Zahlreiche Projekte gegen Antisemitismus stehen vor dem Aus - Initiativen und Experten fordern verlässliche Demokratieförderung

Berlin, 30.10.2019

In Berlin appellierten heute Vertreterinnen verschiedener Projekte gegen Antisemitismus und Experten an die Politik, die Präventionsarbeit gegen Antisemitismus verstärkt zu fördern.

Vom Bundesprogramm „Demokratie leben!“ beim Bundesministerium für Familie, Senioren, Frauen und Jugend erhielten zahlreiche Träger, die in der Vergangenheit Projekte gegen Antisemitismus durchgeführt haben, in den letzten Wochen die Nachricht, dass sie in der kommenden Förderperiode nicht berücksichtigt werden. Hinzu kommt eine geplante Umschichtung innerhalb des Programms.

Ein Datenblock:
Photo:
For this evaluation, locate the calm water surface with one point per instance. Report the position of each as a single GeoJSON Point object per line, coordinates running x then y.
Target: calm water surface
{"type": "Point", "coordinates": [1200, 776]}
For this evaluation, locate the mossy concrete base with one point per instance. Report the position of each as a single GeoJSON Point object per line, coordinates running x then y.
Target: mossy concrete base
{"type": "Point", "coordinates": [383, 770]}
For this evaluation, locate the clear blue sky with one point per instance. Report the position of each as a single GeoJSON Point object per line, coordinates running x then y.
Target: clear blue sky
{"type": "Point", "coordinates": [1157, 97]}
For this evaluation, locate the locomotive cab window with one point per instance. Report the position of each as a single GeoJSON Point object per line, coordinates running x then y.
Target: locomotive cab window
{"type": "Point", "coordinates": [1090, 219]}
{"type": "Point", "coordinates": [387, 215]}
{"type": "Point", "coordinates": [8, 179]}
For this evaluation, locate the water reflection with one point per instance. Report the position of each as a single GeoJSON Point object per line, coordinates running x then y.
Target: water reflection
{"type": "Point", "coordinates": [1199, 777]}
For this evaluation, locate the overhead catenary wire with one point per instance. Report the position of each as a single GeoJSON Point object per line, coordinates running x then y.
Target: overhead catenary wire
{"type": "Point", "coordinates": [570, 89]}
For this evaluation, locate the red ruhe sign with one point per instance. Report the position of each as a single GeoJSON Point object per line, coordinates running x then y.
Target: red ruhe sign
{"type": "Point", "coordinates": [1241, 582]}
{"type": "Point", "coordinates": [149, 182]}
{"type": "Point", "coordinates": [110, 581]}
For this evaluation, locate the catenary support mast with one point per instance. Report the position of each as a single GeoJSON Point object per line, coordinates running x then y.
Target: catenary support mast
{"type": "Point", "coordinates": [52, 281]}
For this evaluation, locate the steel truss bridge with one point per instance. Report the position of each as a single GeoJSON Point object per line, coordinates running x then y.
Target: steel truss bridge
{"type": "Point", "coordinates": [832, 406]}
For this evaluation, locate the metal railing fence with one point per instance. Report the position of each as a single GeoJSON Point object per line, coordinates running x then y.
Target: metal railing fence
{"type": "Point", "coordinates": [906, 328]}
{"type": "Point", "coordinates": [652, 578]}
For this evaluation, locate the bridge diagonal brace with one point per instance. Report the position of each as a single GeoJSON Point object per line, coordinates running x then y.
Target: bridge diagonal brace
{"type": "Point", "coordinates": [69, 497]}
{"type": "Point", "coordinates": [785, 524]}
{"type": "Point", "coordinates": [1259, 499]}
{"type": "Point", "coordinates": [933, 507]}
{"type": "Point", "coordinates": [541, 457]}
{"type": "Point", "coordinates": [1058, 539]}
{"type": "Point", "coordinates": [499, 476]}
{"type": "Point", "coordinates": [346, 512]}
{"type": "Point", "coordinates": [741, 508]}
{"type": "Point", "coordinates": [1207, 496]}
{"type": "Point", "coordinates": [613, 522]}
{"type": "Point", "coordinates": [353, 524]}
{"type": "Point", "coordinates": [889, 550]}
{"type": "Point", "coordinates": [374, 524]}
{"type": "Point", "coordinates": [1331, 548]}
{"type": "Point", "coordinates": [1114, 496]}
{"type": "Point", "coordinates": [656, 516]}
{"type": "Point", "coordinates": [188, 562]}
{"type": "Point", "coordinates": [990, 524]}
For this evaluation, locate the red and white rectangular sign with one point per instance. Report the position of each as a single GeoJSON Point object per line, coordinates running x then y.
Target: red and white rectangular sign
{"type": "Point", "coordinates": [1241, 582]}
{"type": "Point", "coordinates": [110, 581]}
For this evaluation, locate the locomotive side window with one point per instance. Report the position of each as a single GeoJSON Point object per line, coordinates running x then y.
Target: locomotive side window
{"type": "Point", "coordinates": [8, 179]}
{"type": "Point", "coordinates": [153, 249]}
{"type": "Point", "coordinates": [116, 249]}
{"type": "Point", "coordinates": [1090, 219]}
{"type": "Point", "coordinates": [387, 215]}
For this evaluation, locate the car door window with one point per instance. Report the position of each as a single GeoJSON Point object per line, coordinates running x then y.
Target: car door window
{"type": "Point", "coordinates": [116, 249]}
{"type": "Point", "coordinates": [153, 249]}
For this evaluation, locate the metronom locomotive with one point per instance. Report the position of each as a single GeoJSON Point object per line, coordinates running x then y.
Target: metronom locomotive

■ Gestellte Aufgabe 1 ■
Schreibe aus dem Textauszug die Stelle ab, die mit „Berlin, 30.10.2019“ beginnt, und hör nach „verstärkt zu fördern.“ auf.
■ Gestellte Aufgabe 2 ■
Bei welchem Bundesministerium ist das Bundesprogramm „Demokratie leben!“ laut Textauszug angesiedelt?
Die Datensätze haben mit dem Textauszug nichts zu tun.

■ Vollständige Antwort 1 ■
Berlin, 30.10.2019

In Berlin appellierten heute Vertreterinnen verschiedener Projekte gegen Antisemitismus und Experten an die Politik, die Präventionsarbeit gegen Antisemitismus verstärkt zu fördern.

■ Vollständige Antwort 2 ■
Beim Bundesministerium für Familie, Senioren, Frauen und Jugend.